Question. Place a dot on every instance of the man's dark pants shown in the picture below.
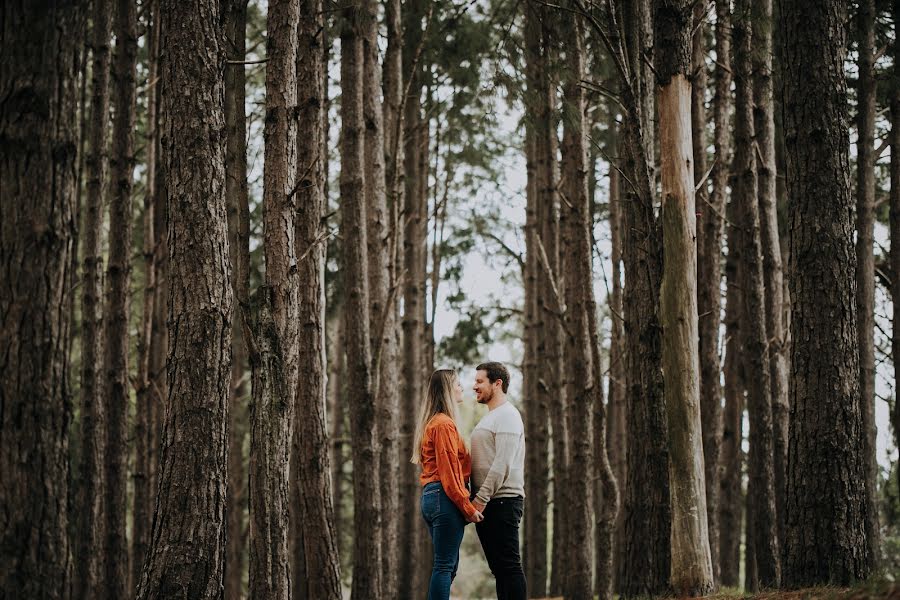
(499, 535)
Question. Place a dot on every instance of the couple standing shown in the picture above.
(496, 466)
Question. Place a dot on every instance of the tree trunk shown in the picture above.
(647, 511)
(89, 553)
(691, 566)
(187, 548)
(761, 516)
(826, 516)
(38, 168)
(143, 494)
(312, 480)
(709, 277)
(773, 272)
(382, 317)
(118, 274)
(276, 336)
(360, 398)
(865, 266)
(412, 531)
(579, 303)
(237, 195)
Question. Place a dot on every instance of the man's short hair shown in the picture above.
(496, 371)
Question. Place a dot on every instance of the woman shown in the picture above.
(446, 466)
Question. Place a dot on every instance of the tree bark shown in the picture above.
(773, 272)
(647, 510)
(579, 304)
(826, 510)
(691, 566)
(142, 511)
(865, 266)
(38, 170)
(312, 480)
(118, 275)
(237, 195)
(731, 459)
(360, 397)
(187, 549)
(89, 552)
(761, 485)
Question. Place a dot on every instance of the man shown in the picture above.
(498, 479)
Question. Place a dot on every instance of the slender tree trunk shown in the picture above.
(644, 568)
(312, 482)
(143, 494)
(118, 273)
(536, 472)
(187, 549)
(826, 512)
(773, 272)
(761, 485)
(276, 337)
(89, 553)
(237, 195)
(360, 397)
(709, 277)
(579, 302)
(691, 567)
(38, 170)
(731, 457)
(865, 266)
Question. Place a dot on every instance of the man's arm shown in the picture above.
(505, 444)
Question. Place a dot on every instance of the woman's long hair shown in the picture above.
(438, 399)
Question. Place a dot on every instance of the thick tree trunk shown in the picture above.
(731, 505)
(143, 494)
(237, 196)
(382, 316)
(38, 170)
(312, 483)
(118, 274)
(644, 567)
(276, 336)
(763, 546)
(709, 277)
(579, 302)
(825, 522)
(691, 566)
(187, 549)
(536, 448)
(89, 552)
(865, 266)
(773, 272)
(360, 398)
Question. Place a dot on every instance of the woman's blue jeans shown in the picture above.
(446, 525)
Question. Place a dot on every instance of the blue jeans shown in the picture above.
(446, 525)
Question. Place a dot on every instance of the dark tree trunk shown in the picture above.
(731, 459)
(312, 483)
(143, 494)
(644, 568)
(763, 547)
(773, 272)
(187, 549)
(89, 552)
(579, 302)
(360, 397)
(709, 276)
(237, 196)
(865, 266)
(536, 448)
(38, 170)
(825, 521)
(118, 274)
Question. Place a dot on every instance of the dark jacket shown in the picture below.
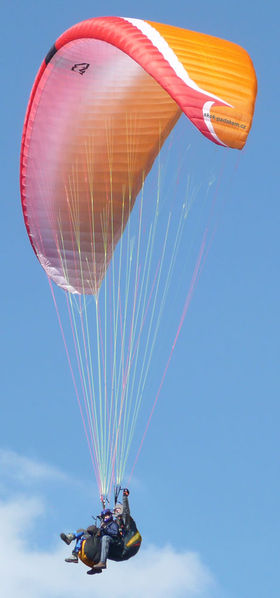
(109, 529)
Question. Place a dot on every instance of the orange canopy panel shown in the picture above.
(104, 100)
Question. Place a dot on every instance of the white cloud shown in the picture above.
(24, 469)
(29, 573)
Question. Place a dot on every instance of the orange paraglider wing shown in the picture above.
(104, 100)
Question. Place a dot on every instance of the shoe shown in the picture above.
(72, 559)
(67, 538)
(93, 571)
(100, 565)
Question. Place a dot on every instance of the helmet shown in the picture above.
(107, 515)
(118, 510)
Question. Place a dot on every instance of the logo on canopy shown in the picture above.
(80, 68)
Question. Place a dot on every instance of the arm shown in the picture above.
(126, 509)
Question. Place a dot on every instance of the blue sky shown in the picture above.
(206, 488)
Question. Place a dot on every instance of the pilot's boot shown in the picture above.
(100, 565)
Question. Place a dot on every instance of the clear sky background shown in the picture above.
(206, 489)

=-=-=-=-=

PROBLEM DESCRIPTION: Once the pictures are removed, output the entries above exactly as given.

EXERCISE ANSWER:
Question. Place a dot on every instance of the man's dark pants shown in the picture below.
(499, 535)
Question. Place a dot on every instance of the couple standing shown in the picture above.
(496, 466)
Question. Place a dot on every instance of the tree trunk shown in the picture above.
(647, 511)
(89, 553)
(691, 566)
(187, 548)
(761, 516)
(826, 516)
(38, 168)
(143, 494)
(312, 480)
(709, 277)
(773, 272)
(382, 317)
(118, 274)
(276, 336)
(360, 398)
(865, 266)
(412, 531)
(579, 303)
(237, 195)
Question. Place a dot on every instance of the man's short hair shown in the picture above.
(496, 371)
Question. Place a dot on every instance of the woman shown in the picture above.
(446, 466)
Question. Place a dot on every instance of the tree bark shown in the picture above.
(773, 272)
(647, 510)
(579, 304)
(826, 510)
(691, 566)
(142, 511)
(865, 266)
(38, 170)
(312, 480)
(118, 275)
(237, 195)
(731, 459)
(360, 397)
(187, 549)
(89, 552)
(761, 485)
Question. Place a dot on every instance of the man shown in the picture above.
(498, 479)
Question. Place a dot on every instance of the slender tree trunk shown in the picture above.
(644, 568)
(312, 482)
(143, 494)
(118, 273)
(536, 472)
(187, 549)
(826, 512)
(773, 272)
(761, 485)
(276, 337)
(89, 553)
(237, 195)
(360, 397)
(709, 277)
(579, 302)
(691, 567)
(38, 170)
(731, 457)
(865, 266)
Question. Place a dot on every instance of the man's arm shown in the picture above.
(505, 444)
Question. Place a dot on every instance of the woman's long hair shown in the picture above.
(438, 399)
Question. Place a dot on every instance of the thick tree trunk shown in the picture above.
(731, 505)
(143, 494)
(237, 196)
(382, 316)
(38, 170)
(312, 483)
(118, 274)
(644, 567)
(276, 336)
(763, 546)
(709, 277)
(579, 302)
(825, 522)
(691, 566)
(187, 549)
(536, 448)
(89, 552)
(865, 266)
(773, 272)
(360, 398)
Question. Place a dot on every instance of the woman's blue jeans shown in the picture above.
(446, 525)
Question. Place a dot on every instance of the blue jeans shown in the picture above.
(446, 525)
Question. Place a dot on every instance of the dark tree trunk shown in the picture above.
(731, 459)
(312, 483)
(143, 494)
(644, 568)
(763, 547)
(773, 272)
(187, 549)
(89, 552)
(579, 302)
(360, 397)
(709, 276)
(237, 196)
(865, 266)
(536, 448)
(38, 170)
(825, 521)
(118, 274)
Question. Place a dot on every instance of the dark jacket shown in the picture below.
(109, 529)
Question. Place a dot on every instance of the orange canopy panel shown in the picture above.
(104, 100)
Question. Place a dot on every instance of the white cloud shown in the picture above.
(24, 469)
(29, 573)
Question. Place a dot on every instance of the orange paraglider wing shown in the picture above.
(104, 100)
Question. Place a dot on every instance of the shoe shown in the picture above.
(72, 559)
(67, 538)
(93, 571)
(100, 565)
Question. Place a dot on every instance of the helmet shown in the picture above.
(107, 515)
(118, 510)
Question. Place a dot on every instance of the logo on canopy shown in the picture above.
(80, 68)
Question. Place a dot on every instance of the arm shown in the picture above.
(126, 509)
Question. Place a dot on every instance of the blue sky shown in the picture above.
(206, 488)
Question. Place a dot on every instance of the pilot's boot shown in the picture above.
(100, 565)
Question. Place a dot on every instance of the clear sky background shown in the picture above.
(206, 489)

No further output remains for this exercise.